* START Supplied entries *

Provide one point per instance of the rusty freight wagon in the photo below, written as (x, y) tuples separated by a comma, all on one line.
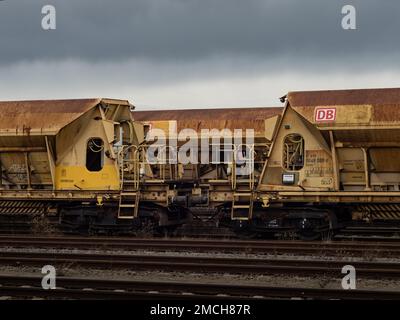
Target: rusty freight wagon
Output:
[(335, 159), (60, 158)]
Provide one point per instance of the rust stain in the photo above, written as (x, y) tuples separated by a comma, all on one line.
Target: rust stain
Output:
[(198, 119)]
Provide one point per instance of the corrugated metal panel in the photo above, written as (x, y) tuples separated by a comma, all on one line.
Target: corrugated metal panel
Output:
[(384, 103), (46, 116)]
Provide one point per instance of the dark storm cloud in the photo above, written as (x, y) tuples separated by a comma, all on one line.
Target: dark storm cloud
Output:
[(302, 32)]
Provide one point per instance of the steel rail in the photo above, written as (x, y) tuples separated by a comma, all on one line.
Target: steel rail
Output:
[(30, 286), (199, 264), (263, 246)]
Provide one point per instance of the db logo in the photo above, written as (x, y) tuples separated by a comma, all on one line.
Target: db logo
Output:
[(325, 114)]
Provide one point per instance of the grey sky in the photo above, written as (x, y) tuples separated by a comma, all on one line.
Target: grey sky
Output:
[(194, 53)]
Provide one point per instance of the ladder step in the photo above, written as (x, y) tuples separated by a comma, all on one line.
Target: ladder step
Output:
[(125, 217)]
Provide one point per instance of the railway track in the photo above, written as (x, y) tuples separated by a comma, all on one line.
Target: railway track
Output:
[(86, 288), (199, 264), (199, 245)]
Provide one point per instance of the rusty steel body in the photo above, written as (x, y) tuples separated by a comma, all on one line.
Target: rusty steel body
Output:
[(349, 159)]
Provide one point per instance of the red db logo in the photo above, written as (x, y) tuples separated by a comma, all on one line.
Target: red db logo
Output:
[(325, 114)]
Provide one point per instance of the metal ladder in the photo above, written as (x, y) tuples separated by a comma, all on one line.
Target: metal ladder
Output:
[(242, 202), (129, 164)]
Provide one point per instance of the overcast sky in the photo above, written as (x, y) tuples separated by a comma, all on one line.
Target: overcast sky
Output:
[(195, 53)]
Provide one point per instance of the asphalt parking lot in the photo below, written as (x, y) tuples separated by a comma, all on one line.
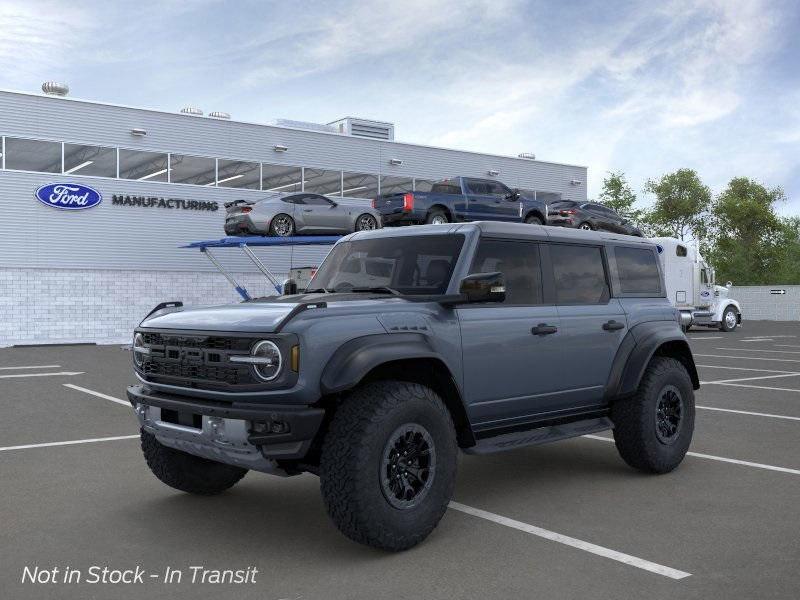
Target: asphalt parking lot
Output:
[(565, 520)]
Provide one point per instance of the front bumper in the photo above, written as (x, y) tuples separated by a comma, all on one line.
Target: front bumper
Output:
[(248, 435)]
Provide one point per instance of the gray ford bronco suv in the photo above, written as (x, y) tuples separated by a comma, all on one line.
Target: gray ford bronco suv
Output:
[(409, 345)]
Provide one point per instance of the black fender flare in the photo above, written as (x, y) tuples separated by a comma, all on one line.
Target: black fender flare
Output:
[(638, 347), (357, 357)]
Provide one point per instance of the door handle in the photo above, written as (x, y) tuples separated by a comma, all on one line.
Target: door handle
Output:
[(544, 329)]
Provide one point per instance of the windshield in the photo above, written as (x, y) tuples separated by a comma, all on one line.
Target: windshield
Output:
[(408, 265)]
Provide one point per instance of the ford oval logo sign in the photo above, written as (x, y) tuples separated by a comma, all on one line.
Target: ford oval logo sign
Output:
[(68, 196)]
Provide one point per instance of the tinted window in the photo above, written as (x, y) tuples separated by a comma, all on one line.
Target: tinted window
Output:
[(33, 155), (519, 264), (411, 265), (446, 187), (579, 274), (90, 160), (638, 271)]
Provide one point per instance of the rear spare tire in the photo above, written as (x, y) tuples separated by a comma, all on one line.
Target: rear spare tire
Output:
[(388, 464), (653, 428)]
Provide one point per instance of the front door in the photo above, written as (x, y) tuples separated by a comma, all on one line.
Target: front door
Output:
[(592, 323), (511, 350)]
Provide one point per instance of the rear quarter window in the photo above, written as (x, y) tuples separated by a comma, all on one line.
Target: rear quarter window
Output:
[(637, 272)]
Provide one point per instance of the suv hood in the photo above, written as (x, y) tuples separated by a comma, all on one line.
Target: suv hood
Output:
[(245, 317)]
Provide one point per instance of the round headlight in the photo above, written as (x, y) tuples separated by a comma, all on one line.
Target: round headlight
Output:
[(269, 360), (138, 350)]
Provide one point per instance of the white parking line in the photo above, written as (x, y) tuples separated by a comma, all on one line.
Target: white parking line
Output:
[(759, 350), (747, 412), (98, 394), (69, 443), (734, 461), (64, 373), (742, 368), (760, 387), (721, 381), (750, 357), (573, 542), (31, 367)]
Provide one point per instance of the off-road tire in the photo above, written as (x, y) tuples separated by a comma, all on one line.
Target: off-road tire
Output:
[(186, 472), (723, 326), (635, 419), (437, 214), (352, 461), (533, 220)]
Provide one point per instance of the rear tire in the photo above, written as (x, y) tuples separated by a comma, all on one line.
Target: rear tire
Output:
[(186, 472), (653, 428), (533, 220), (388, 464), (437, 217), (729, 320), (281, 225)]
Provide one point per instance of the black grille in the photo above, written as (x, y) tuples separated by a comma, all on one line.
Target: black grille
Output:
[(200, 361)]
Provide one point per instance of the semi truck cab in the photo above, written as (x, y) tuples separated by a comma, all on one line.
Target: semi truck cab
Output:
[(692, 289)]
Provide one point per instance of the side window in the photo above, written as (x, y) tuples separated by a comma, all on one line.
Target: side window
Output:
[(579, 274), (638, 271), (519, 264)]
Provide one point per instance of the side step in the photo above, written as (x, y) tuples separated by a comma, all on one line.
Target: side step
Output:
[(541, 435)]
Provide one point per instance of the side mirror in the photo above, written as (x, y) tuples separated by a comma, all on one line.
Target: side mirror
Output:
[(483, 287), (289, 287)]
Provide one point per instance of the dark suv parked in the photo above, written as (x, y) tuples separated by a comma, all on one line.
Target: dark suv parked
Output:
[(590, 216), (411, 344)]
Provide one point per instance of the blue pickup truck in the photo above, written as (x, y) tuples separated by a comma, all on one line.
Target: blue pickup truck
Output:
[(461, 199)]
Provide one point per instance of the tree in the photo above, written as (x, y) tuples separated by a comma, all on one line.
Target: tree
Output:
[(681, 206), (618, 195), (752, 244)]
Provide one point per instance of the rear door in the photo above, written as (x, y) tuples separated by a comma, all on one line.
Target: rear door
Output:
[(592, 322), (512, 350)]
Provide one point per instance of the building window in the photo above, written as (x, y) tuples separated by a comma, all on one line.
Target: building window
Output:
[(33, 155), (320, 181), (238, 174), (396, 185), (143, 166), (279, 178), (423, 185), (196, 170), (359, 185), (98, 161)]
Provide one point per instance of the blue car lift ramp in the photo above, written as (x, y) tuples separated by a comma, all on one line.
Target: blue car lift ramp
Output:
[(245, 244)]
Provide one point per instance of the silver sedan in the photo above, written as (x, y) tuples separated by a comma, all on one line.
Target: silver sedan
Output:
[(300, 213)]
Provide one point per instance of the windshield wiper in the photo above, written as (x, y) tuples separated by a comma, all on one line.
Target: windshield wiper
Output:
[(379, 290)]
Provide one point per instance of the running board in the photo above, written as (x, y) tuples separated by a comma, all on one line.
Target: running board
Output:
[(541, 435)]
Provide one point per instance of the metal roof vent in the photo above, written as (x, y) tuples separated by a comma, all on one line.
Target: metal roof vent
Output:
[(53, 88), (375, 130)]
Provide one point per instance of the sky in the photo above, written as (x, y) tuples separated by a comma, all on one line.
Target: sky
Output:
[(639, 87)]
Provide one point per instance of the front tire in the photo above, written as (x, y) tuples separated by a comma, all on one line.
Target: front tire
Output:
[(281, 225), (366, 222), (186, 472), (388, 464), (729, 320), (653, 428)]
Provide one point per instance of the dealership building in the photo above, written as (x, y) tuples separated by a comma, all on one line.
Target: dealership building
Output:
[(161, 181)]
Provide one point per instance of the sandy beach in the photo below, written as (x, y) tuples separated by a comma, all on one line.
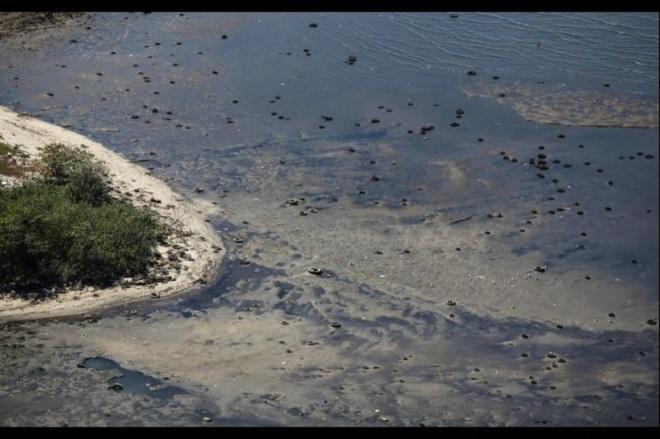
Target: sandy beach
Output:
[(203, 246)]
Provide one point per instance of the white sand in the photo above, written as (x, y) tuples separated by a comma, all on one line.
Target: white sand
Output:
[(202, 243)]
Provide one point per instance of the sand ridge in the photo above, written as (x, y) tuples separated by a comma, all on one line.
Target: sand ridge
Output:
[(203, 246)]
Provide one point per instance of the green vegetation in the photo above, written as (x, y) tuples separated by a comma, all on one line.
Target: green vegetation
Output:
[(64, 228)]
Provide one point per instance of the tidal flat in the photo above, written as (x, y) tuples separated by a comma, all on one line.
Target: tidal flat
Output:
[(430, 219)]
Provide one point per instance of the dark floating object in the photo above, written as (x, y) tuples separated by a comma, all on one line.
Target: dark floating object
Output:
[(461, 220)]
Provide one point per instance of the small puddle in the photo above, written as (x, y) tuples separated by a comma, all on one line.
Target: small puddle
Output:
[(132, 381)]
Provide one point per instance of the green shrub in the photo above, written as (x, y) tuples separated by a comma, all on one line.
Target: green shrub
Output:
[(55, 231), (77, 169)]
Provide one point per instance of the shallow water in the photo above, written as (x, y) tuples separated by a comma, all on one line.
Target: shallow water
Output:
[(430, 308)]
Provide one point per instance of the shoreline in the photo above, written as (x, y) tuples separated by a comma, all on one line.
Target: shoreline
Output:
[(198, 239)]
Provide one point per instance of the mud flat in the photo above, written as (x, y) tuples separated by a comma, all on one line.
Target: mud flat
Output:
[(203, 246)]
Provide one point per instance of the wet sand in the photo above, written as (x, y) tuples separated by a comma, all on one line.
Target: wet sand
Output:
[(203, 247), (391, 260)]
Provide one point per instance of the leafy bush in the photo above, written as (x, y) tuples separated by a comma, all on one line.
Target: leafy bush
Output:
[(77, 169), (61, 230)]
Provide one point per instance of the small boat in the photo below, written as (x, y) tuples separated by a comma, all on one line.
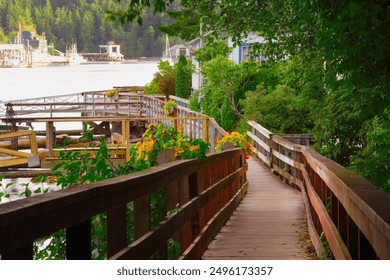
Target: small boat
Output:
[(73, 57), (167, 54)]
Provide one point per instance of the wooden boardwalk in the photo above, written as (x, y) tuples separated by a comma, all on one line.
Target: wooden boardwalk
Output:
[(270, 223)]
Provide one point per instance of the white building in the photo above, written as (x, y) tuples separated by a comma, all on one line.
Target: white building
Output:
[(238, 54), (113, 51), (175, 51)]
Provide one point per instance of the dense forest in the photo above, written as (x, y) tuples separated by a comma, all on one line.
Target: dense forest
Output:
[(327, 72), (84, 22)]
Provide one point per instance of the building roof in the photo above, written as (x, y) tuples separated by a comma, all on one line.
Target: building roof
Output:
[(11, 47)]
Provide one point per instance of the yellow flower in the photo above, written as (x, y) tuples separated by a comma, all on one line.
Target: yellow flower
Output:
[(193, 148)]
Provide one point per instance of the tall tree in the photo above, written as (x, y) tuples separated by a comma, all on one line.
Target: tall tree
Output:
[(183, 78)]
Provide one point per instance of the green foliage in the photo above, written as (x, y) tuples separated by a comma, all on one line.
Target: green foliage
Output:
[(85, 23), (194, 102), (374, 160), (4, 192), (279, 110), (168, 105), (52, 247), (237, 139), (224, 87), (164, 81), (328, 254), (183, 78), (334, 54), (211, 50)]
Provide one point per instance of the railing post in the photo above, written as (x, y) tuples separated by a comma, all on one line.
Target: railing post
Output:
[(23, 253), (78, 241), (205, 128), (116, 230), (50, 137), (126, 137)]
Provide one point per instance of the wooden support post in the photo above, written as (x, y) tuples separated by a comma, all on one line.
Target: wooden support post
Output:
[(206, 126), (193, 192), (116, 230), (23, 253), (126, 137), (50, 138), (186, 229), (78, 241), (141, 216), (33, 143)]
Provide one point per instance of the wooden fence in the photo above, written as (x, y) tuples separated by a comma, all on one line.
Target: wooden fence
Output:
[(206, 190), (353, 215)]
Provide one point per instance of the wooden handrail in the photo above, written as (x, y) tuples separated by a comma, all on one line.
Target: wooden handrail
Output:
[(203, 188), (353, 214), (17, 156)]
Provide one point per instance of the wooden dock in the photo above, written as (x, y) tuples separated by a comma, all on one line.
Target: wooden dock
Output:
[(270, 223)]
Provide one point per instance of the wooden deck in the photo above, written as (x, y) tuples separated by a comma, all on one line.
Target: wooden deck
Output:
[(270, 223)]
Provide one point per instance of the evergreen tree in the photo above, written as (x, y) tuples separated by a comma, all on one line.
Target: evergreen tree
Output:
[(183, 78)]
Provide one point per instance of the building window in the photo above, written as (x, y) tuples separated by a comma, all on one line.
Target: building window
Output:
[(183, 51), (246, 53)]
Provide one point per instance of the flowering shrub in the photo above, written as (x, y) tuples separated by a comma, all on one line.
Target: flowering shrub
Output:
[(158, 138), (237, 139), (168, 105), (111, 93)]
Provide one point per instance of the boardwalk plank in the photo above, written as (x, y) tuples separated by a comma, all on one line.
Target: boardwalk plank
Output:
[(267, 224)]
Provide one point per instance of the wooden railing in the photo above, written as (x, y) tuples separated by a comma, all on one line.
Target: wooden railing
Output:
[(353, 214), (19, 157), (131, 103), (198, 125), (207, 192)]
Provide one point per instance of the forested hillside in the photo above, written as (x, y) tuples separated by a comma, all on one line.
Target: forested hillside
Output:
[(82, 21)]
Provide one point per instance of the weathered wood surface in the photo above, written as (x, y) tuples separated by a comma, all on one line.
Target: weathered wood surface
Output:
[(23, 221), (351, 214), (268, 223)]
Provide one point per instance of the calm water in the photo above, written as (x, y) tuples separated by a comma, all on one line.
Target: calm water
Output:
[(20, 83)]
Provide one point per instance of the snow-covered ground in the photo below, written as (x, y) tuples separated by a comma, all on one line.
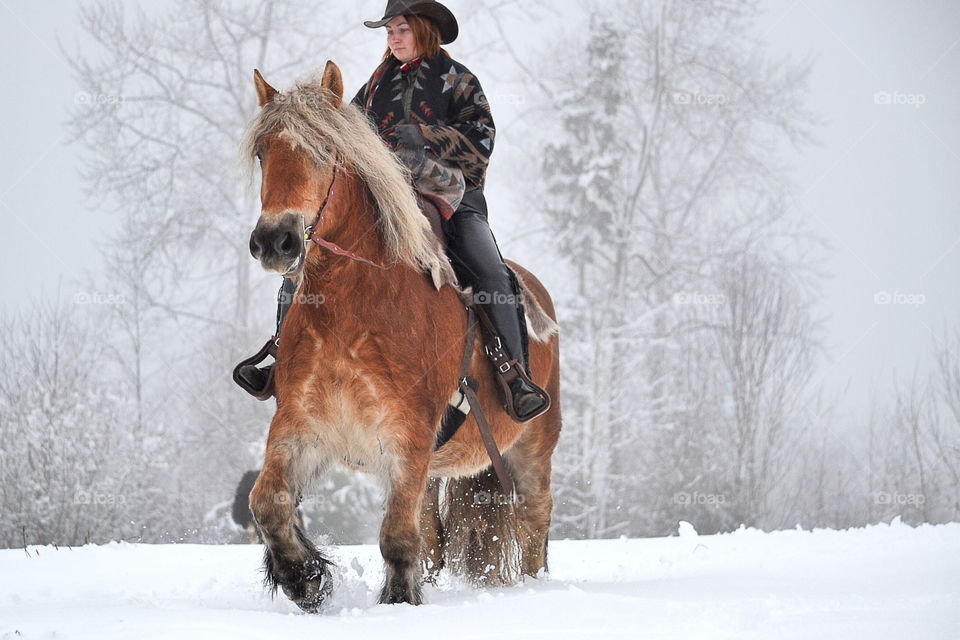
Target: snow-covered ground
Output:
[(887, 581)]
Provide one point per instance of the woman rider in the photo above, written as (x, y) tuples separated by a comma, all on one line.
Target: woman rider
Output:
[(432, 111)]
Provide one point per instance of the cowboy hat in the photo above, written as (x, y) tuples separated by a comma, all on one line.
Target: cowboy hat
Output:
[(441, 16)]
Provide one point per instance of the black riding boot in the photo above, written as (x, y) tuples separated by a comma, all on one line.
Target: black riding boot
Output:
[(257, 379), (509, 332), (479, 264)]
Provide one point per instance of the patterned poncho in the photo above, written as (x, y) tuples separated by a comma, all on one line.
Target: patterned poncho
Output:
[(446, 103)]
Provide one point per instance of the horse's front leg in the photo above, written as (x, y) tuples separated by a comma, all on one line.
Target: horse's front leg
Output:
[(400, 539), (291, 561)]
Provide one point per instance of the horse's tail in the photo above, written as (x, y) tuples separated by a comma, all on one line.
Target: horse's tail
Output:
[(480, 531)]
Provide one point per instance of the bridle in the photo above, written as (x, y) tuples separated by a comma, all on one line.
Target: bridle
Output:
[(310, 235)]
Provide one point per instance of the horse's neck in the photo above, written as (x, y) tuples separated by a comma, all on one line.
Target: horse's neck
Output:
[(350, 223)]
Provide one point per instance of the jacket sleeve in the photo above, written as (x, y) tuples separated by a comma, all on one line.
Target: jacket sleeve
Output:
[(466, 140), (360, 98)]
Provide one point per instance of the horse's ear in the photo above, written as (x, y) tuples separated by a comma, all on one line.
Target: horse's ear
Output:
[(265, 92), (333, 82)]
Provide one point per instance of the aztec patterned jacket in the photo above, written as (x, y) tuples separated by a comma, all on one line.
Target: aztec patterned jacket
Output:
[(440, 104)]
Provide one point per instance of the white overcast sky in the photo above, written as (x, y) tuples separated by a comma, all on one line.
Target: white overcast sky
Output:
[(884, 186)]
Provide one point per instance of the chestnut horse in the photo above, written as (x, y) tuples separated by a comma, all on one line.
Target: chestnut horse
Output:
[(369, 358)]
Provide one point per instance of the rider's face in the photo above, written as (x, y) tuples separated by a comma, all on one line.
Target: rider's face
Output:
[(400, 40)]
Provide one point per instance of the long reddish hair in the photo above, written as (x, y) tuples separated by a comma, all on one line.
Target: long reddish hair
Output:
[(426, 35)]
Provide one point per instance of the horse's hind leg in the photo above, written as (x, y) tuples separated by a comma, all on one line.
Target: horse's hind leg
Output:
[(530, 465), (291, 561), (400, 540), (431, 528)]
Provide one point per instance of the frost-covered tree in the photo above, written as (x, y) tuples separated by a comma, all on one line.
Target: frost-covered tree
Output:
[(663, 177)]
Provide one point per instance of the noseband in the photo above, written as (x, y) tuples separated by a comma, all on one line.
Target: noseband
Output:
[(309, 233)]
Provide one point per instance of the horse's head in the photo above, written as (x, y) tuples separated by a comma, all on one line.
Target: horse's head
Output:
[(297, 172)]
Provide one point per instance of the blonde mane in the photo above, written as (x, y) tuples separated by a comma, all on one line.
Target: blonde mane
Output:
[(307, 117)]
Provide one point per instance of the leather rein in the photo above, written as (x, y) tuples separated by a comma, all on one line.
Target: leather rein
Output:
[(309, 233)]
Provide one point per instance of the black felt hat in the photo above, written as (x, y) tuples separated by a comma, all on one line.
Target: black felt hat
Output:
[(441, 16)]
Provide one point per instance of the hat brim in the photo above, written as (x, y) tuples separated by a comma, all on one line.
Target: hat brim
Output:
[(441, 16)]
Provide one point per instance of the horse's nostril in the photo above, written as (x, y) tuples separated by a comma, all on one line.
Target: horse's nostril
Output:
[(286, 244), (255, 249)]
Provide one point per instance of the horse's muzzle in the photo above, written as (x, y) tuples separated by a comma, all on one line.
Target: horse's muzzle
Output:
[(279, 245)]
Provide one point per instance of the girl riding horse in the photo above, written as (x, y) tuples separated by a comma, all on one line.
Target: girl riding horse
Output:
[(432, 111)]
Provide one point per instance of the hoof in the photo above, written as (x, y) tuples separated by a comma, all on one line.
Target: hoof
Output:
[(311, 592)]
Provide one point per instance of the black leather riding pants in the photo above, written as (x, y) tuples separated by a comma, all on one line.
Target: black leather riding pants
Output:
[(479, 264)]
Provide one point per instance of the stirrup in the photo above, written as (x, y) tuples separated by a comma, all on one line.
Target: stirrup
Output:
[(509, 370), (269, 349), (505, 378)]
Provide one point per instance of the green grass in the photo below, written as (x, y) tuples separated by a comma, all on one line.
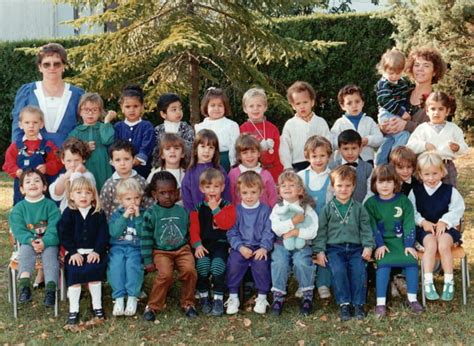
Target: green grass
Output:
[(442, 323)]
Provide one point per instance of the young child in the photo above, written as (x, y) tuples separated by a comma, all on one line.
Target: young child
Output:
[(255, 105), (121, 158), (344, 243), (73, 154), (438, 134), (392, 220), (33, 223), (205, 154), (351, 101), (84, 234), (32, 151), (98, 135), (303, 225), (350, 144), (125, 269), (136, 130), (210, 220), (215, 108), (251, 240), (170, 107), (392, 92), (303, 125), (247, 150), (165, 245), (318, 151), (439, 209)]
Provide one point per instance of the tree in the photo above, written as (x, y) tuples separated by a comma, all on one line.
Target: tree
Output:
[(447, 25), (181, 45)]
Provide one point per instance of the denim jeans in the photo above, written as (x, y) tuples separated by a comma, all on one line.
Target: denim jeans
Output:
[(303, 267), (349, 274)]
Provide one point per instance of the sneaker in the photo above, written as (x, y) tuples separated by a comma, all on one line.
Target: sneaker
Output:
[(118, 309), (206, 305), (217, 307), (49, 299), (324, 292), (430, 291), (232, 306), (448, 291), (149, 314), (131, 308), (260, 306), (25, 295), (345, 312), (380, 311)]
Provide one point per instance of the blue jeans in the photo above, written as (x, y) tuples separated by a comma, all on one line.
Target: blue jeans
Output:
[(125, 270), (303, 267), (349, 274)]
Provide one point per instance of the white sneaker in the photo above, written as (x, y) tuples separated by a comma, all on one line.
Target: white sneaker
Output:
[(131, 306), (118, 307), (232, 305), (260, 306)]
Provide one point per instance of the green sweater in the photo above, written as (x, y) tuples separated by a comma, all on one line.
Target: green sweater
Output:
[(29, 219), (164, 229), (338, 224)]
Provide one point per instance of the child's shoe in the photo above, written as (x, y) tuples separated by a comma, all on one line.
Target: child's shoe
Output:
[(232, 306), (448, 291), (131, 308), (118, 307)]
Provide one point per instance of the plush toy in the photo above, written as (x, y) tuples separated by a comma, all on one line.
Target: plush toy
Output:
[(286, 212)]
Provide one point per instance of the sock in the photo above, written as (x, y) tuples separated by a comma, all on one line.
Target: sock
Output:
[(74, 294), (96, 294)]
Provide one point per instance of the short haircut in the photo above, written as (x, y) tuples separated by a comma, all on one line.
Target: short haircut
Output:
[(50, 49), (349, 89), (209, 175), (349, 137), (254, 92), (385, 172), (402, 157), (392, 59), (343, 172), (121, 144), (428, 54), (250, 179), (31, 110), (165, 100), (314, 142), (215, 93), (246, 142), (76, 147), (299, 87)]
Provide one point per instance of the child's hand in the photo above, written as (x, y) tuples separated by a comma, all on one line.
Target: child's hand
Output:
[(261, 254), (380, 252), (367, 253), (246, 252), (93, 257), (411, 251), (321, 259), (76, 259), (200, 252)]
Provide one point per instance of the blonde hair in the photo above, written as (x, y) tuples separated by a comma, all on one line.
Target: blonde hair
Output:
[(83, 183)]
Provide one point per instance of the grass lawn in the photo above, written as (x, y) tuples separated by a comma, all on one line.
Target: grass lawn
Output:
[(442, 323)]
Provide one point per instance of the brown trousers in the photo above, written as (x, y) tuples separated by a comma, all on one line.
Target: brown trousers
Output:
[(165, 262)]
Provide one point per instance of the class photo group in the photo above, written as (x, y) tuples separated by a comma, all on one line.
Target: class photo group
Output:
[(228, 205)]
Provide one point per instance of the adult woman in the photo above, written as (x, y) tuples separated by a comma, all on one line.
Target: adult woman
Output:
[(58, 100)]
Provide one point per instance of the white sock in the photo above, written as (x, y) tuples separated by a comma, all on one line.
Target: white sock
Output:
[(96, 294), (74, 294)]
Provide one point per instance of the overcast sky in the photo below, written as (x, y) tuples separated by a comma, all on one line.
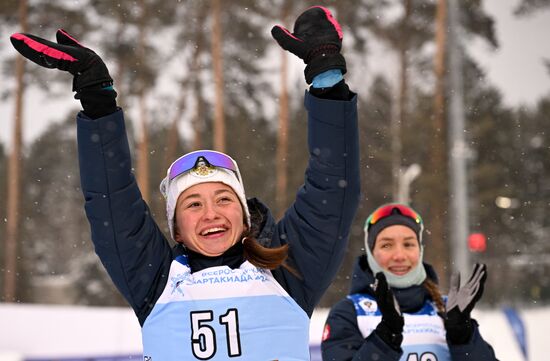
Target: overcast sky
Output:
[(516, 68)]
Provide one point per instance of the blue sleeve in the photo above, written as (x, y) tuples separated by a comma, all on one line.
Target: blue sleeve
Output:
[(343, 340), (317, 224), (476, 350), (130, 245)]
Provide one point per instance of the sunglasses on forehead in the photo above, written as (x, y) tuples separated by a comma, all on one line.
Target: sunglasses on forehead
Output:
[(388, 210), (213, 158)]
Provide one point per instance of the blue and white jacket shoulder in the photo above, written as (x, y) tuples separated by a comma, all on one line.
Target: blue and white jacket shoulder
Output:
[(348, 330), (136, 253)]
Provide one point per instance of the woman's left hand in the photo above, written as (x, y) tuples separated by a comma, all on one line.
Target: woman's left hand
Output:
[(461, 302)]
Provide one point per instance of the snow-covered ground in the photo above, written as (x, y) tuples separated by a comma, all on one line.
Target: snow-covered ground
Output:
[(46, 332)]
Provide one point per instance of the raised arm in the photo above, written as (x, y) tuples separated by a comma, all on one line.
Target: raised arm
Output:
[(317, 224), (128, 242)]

* END Supplied entries *

- Required work: Reproduce the stretch of entries that opens with the line containing "Provide one point per instance of the blue car" and closes with the line containing "[(53, 88), (375, 130)]", substituting "Answer" for each "Output" and changing nothing else. Give only that stretch.

- Output of the task:
Provide one point per instance of the blue car lift ramp in the photo above, written as (x, y) tuples separated by a comma, all on one line.
Target: blue car lift ramp
Answer:
[(245, 244)]
Provide one point per instance of the silver sedan in the photo above, written as (x, y) tuples separated by a comma, all on one line.
Target: silver sedan
Answer:
[(300, 213)]
Provide one point per instance of the windshield wiper in the photo above, written as (x, y) tuples separated by a comma, all on one line.
Target: windshield wiper
Answer:
[(379, 290)]
Provide one point per instance of the running board in the photo above, written as (x, y) tuples separated by a comma, all on one line.
Target: running board
Answer:
[(541, 435)]
Provide one point per instance of the metal roof vent in the photo above, written as (x, y) tuples separated by a comma, all on one line.
Target: metal roof vent
Answer:
[(53, 88), (375, 130)]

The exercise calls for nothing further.